**WRITTEN REQUEST**: Print every one of the records below word for word, keeping each line unchanged.

**Data items**:
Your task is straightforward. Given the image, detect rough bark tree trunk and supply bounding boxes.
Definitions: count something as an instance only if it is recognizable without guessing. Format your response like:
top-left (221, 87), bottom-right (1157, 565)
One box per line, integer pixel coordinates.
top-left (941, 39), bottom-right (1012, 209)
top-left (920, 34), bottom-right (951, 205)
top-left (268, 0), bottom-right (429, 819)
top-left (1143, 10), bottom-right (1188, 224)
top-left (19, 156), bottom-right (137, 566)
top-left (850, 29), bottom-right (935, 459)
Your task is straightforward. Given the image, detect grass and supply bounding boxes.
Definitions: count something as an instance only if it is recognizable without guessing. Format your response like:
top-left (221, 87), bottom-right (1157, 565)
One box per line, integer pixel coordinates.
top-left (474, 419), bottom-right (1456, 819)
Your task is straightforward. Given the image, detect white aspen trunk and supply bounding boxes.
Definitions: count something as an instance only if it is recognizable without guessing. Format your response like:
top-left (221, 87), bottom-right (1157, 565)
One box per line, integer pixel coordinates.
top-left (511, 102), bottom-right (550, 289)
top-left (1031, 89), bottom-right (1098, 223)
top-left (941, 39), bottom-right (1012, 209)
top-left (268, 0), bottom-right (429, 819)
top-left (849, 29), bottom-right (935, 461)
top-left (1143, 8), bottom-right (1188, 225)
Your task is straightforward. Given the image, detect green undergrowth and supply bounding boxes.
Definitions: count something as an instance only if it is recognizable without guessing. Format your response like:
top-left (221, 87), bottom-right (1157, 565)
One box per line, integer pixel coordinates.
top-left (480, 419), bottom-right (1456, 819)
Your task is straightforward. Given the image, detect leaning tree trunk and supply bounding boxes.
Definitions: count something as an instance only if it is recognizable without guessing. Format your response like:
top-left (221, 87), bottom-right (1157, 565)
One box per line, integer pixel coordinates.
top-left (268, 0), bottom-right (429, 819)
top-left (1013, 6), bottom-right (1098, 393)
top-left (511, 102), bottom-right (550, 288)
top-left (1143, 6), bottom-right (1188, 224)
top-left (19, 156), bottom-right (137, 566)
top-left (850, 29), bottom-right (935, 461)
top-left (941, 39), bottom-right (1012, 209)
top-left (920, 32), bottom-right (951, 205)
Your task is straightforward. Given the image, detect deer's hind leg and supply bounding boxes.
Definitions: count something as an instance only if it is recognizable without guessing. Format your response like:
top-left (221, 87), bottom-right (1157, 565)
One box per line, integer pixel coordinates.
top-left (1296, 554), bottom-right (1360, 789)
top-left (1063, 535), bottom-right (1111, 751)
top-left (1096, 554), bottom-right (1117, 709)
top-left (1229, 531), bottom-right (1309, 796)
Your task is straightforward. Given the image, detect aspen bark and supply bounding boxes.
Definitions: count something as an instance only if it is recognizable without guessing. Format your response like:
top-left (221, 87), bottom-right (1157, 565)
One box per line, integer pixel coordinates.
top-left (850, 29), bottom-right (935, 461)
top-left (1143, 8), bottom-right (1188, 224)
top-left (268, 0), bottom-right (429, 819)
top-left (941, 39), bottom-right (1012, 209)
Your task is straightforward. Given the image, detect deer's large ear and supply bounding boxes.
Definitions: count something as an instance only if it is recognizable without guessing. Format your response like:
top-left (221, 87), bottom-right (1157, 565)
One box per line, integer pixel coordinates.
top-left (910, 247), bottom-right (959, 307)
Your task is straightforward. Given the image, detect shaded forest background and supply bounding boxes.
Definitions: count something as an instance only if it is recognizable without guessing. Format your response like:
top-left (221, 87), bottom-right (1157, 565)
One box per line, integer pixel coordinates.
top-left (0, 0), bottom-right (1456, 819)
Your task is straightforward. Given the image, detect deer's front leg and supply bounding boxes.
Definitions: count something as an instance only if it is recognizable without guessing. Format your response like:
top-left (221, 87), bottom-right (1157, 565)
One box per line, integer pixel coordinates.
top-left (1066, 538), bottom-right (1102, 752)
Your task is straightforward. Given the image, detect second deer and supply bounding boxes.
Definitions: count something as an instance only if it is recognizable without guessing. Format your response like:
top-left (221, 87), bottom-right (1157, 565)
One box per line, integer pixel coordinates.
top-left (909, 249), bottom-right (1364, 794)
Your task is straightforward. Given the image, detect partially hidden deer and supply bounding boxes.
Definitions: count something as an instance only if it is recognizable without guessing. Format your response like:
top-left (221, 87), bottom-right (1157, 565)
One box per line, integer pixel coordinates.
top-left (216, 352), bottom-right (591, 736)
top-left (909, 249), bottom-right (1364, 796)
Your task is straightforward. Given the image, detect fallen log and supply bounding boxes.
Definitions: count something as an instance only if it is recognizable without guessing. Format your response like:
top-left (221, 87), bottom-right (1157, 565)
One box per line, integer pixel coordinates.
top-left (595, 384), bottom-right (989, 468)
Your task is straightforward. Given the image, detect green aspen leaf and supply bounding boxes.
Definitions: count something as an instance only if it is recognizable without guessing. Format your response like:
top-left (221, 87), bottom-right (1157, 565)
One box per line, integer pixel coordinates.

**WRITTEN REPLY**:
Your task is straightforward. Given the image, detect rough bark tree trunk and supply bounding boxes.
Definitions: count something as an instance only if it is recognizable without guessing. Format your response like:
top-left (221, 87), bottom-right (1157, 565)
One box per line, integer pixel coordinates.
top-left (941, 39), bottom-right (1012, 209)
top-left (920, 34), bottom-right (951, 205)
top-left (268, 0), bottom-right (429, 819)
top-left (1143, 10), bottom-right (1188, 224)
top-left (19, 156), bottom-right (137, 566)
top-left (850, 29), bottom-right (935, 459)
Your task is straightforward. Given the image, detect grass and supply bounding boxes.
Definitions: count something as an instance only if it is recognizable without guessing. Format your response like:
top-left (221, 87), bottom-right (1157, 565)
One box per line, integer pixel coordinates.
top-left (474, 419), bottom-right (1456, 819)
Your task is straightforward. Given the image, detect white aspen trunk and supply bounding boxes.
Definitions: count something as an instance only if it is recognizable without guessing. Format your response like:
top-left (221, 87), bottom-right (1157, 565)
One box per line, integer pixel coordinates.
top-left (511, 102), bottom-right (550, 289)
top-left (1031, 89), bottom-right (1098, 223)
top-left (941, 39), bottom-right (1012, 209)
top-left (268, 0), bottom-right (429, 819)
top-left (849, 29), bottom-right (935, 461)
top-left (1143, 8), bottom-right (1188, 225)
Your task is straightforward. Given the image, detect green undergrowth and supply bounding boxes.
Definitions: count something as an instance only if it is recognizable without guessing. Format your response like:
top-left (221, 87), bottom-right (1157, 565)
One box per line, integer pixel coordinates.
top-left (480, 419), bottom-right (1456, 819)
Your task is straightforward. Given the image, detect leaning tree trunk and supply bounding boxes.
Definitions: count something as an instance only if it is recognizable without guessing. Format your response like:
top-left (221, 87), bottom-right (1157, 565)
One box per line, integer pixel coordinates.
top-left (268, 0), bottom-right (429, 819)
top-left (1013, 6), bottom-right (1098, 393)
top-left (511, 102), bottom-right (550, 288)
top-left (1143, 6), bottom-right (1188, 224)
top-left (19, 156), bottom-right (137, 566)
top-left (850, 29), bottom-right (935, 461)
top-left (941, 39), bottom-right (1012, 209)
top-left (920, 32), bottom-right (951, 205)
Your task is straightforward. Given the image, detect deer's hind leg and supply bounding boxes.
Definitions: count something as an instance only if it is recognizable without guessing. Format your response like:
top-left (221, 87), bottom-right (1157, 565)
One box per line, integer pixel coordinates.
top-left (1296, 554), bottom-right (1360, 789)
top-left (1063, 535), bottom-right (1111, 751)
top-left (1096, 554), bottom-right (1117, 709)
top-left (1229, 531), bottom-right (1309, 796)
Your task is straightforward. Given the image, detect aspen bark and supply bounding boxes.
Definitions: count something as an instance only if it is recognizable without guessing. Format your response like:
top-left (221, 87), bottom-right (1157, 565)
One box per line, integer pixel coordinates.
top-left (850, 29), bottom-right (935, 461)
top-left (1143, 8), bottom-right (1188, 224)
top-left (268, 0), bottom-right (429, 819)
top-left (941, 39), bottom-right (1012, 209)
Your task is straightforward. Given the image, detect deer's large ear and supply bounding boxes.
Definitions: count something as an instance only if it is recognizable without guessing. Format your response like:
top-left (221, 87), bottom-right (1157, 565)
One box per line, integer pixel coordinates.
top-left (910, 247), bottom-right (959, 307)
Your task is straightforward. Given the image, detect shaded forest background and supply bounding boxes.
Definitions: count something as an instance only if it is recognizable without guessing. Format your response like:
top-left (221, 87), bottom-right (1157, 565)
One box per line, integer pixel coordinates.
top-left (0, 0), bottom-right (1456, 819)
Your task is straightforward. Given the image, detect deer's front leg and supply bounding boxes.
Definitions: count something as an instance only if it is recognizable without guessing. Format your response like:
top-left (221, 87), bottom-right (1157, 565)
One box per line, integer pixel coordinates.
top-left (1066, 538), bottom-right (1102, 752)
Your task is straightforward. Given the image, detect second deer and supply bounding boxes.
Definitions: count something as an instance only if it is recognizable without guessing. Format your response like:
top-left (221, 87), bottom-right (1157, 565)
One box per line, integer pixel coordinates.
top-left (909, 249), bottom-right (1364, 794)
Your task is straightforward. Given the image, detect partially hidden deer and supply bounding boxes.
Definitions: count something as an instance only if it is recognizable without guessing. Format your response like:
top-left (221, 87), bottom-right (1157, 565)
One box per line, integer pixel coordinates.
top-left (216, 352), bottom-right (591, 736)
top-left (909, 249), bottom-right (1364, 796)
Your task is straightforward. Given the image, detect fallen log and supply bounding boxes.
Definitions: count something as an instance only if it is recognizable without guessing. Format your response like:
top-left (221, 87), bottom-right (1157, 565)
One box per line, integer pixel coordinates.
top-left (595, 384), bottom-right (989, 468)
Your task is straightforward. Given the image, detect green aspen leaf and supply bounding boxes.
Definitions: count something as an instance only if it is recognizable without guessing. Format your response like:
top-left (221, 87), bottom-right (1157, 565)
One box per line, integer pixel coordinates.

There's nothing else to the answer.